[Rows from a dataset]
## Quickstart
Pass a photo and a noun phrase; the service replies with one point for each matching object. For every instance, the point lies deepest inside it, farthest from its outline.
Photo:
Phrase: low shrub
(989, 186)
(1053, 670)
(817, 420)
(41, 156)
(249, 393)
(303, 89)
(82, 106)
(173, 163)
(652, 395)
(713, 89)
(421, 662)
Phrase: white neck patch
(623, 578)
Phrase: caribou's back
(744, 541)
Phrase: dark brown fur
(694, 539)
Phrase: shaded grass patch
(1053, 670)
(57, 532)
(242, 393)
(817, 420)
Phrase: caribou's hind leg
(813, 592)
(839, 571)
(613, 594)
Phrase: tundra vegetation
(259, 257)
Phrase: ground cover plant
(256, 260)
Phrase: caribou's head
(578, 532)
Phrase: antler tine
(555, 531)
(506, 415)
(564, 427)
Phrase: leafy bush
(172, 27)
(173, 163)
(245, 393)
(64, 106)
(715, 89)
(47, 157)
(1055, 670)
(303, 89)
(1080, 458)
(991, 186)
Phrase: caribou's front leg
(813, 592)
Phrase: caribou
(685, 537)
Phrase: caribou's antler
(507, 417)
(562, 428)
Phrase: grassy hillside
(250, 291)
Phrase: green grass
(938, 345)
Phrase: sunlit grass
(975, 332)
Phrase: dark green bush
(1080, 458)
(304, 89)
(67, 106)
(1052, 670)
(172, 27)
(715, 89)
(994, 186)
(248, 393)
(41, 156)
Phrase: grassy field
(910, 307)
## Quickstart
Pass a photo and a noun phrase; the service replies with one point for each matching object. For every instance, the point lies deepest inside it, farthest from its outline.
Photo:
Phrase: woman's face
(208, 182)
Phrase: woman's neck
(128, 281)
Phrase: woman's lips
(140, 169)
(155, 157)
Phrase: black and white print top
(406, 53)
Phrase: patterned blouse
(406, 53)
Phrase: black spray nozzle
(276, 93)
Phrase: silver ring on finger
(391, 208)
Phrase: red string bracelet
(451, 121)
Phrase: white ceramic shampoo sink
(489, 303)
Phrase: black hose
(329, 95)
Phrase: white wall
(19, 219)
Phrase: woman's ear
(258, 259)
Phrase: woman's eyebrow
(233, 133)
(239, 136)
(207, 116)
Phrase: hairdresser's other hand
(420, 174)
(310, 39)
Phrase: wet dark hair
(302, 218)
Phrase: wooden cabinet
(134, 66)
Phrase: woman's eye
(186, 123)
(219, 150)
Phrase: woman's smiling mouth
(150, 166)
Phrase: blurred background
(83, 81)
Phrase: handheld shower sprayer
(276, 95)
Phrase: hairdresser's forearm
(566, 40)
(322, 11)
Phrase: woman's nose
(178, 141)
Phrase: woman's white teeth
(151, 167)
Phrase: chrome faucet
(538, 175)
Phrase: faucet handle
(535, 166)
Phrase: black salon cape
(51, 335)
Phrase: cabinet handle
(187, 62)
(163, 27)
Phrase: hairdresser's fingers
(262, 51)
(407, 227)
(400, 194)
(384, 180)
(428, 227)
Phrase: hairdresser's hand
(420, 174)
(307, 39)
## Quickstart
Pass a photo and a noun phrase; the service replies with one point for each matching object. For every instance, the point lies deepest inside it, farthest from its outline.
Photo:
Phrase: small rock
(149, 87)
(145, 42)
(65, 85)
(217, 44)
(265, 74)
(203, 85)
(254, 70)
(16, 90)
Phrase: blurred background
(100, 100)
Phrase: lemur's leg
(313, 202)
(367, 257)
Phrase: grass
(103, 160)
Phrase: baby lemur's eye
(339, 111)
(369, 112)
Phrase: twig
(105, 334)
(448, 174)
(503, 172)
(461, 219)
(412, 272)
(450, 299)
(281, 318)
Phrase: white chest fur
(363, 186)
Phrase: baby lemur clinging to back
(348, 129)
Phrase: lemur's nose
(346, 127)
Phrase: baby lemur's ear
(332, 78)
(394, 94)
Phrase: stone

# REQUIRED TASK
Repeat the listing above without any change.

# WRITTEN RESPONSE
## Quickstart
Pass a photo and a noun phrase; the service replies with one point for each matching object. For every instance, the point lies deepest inside it, farthest from its outline.
Photo:
Phrase: low shrub
(989, 186)
(1053, 670)
(817, 420)
(41, 156)
(249, 393)
(303, 89)
(82, 106)
(173, 163)
(652, 395)
(713, 89)
(421, 662)
Phrase: white neck patch
(623, 578)
Phrase: caribou's back
(744, 541)
Phrase: dark brown fur
(694, 539)
Phrase: shaded grass patch
(1053, 670)
(57, 532)
(242, 393)
(817, 420)
Phrase: caribou's hind leg
(813, 592)
(839, 571)
(613, 594)
Phrase: tundra vegetation
(259, 257)
Phrase: ground cover plant
(256, 260)
Phrase: caribou's head
(578, 532)
Phrase: antler tine
(555, 531)
(506, 415)
(564, 427)
Phrase: leafy bush
(172, 27)
(173, 163)
(245, 393)
(64, 106)
(715, 89)
(47, 157)
(1055, 670)
(303, 89)
(1080, 458)
(991, 186)
Phrase: caribou's front leg
(813, 592)
Phrase: caribou
(685, 537)
Phrase: caribou's antler
(507, 417)
(562, 428)
Phrase: grassy hillside
(250, 291)
Phrase: green grass
(938, 345)
Phrase: sunlit grass
(975, 332)
Phrase: dark green bush
(1080, 458)
(304, 89)
(67, 106)
(1052, 670)
(172, 27)
(715, 89)
(994, 186)
(248, 393)
(41, 156)
Phrase: grassy field
(910, 307)
## Quickstart
Pass a photo and a noun phrase; the service replies with one point for each matching object. For every instance, the point lies deepest inside it, farthest from its outline.
Photo:
Phrase: woman's face
(208, 182)
Phrase: woman's neck
(128, 281)
Phrase: woman's lips
(140, 169)
(155, 157)
Phrase: black and white print top
(406, 53)
Phrase: patterned blouse
(406, 53)
Phrase: black spray nozzle
(276, 93)
Phrase: silver ring on finger
(391, 208)
Phrase: red string bracelet
(451, 121)
Phrase: white ceramic shampoo sink
(489, 303)
Phrase: black hose
(329, 95)
Phrase: white wall
(19, 219)
Phrase: woman's ear
(258, 259)
Phrase: woman's eyebrow
(233, 133)
(239, 136)
(207, 116)
Phrase: hairdresser's other hand
(420, 174)
(310, 39)
Phrase: wet dark hair
(302, 218)
Phrase: wooden cabinet
(134, 66)
Phrase: woman's eye
(186, 123)
(219, 150)
Phrase: woman's smiling mouth
(150, 166)
Phrase: blurred background
(83, 81)
Phrase: handheld shower sprayer
(276, 95)
Phrase: hairdresser's forearm
(566, 40)
(322, 11)
Phrase: woman's nose
(178, 141)
Phrase: woman's white teeth
(151, 167)
Phrase: chrome faucet
(538, 175)
Phrase: faucet handle
(535, 166)
Phrase: black salon cape
(51, 335)
Phrase: cabinet handle
(187, 62)
(163, 27)
Phrase: hairdresser's fingers
(262, 51)
(407, 227)
(400, 194)
(384, 180)
(428, 227)
Phrase: hairdresser's hand
(420, 174)
(307, 39)
## Quickstart
Pass a photo and a noun phrase; the service replies with one point for each matching object. For every instance, the point lies deepest inside it, farthest from its outline.
Photo:
Phrase: small rock
(149, 87)
(145, 42)
(65, 85)
(217, 44)
(265, 74)
(203, 85)
(254, 70)
(16, 90)
Phrase: blurred background
(100, 100)
Phrase: lemur's leg
(313, 202)
(367, 257)
Phrase: grass
(103, 160)
Phrase: baby lemur's eye
(339, 111)
(369, 112)
Phrase: twig
(105, 334)
(448, 174)
(503, 172)
(461, 219)
(412, 272)
(450, 299)
(281, 318)
Phrase: white chest fur
(363, 186)
Phrase: baby lemur clinging to back
(348, 129)
Phrase: lemur's nose
(346, 127)
Phrase: baby lemur's ear
(332, 78)
(394, 94)
Phrase: stone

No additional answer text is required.